Records from a data collection
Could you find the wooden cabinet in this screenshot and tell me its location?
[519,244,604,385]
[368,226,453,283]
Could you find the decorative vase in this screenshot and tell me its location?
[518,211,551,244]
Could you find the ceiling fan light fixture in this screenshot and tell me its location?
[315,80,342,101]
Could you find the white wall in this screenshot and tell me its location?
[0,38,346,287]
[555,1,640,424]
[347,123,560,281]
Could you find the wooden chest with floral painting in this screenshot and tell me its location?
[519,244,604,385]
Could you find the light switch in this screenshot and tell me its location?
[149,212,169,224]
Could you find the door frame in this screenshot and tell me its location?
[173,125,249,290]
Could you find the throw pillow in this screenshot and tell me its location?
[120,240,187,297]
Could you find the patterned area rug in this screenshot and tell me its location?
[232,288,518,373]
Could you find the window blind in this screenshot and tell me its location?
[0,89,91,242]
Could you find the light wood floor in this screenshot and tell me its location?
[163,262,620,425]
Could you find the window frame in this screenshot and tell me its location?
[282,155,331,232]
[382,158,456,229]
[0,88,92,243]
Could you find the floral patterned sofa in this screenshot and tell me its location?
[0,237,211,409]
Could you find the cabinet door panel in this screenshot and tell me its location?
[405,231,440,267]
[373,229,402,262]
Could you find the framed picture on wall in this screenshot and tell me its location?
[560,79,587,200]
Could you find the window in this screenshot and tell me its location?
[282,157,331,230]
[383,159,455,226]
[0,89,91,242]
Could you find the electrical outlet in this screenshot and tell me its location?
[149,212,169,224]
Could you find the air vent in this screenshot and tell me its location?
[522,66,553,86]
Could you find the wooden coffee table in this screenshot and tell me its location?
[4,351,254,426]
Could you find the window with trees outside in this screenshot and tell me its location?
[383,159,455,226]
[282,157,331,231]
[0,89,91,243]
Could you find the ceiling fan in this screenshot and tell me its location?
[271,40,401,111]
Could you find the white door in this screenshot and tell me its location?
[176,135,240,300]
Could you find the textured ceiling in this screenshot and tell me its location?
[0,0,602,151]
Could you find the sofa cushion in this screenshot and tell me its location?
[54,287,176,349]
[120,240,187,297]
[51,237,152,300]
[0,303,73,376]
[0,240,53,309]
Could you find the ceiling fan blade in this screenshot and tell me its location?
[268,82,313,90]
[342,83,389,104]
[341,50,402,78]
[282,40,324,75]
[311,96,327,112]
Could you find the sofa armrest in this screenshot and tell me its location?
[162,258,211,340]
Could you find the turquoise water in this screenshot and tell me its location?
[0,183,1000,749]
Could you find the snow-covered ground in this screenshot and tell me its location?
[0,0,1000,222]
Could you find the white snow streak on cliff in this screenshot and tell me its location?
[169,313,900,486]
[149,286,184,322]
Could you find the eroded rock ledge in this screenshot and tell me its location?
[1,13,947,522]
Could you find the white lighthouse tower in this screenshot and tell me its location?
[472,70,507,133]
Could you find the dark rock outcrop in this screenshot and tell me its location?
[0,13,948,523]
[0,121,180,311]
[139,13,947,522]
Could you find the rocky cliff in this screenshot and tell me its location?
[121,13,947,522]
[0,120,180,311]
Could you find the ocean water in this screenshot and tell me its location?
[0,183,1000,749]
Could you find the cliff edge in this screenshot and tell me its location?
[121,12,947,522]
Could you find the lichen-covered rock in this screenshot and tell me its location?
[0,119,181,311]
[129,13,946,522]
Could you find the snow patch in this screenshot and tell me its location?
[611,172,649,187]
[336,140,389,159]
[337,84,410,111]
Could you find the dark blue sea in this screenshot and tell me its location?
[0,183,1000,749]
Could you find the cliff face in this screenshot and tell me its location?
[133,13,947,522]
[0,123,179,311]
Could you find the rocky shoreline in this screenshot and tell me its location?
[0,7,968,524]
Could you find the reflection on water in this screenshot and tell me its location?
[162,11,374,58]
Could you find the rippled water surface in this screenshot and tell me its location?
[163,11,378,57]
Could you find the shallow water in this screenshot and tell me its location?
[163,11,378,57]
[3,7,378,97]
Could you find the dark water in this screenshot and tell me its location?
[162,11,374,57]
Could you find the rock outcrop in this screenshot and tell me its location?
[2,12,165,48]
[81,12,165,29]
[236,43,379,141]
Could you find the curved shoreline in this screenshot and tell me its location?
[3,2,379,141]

**Written exercise:** Format the part that opens with the line containing "Could you find the white door" and closes with the line containing "[0,0,602,151]" as a two-column CSV with the columns text and box, giving one line per row with its text and its answer. Put each value in a single quoted field and turn any line breaks into spaces.

**Task result:**
text,box
"Could you find the white door in this screenshot and tell me its location?","[176,135,240,300]"
"Could you find the textured ceiling in this screenshot and tell me its location?","[0,0,602,151]"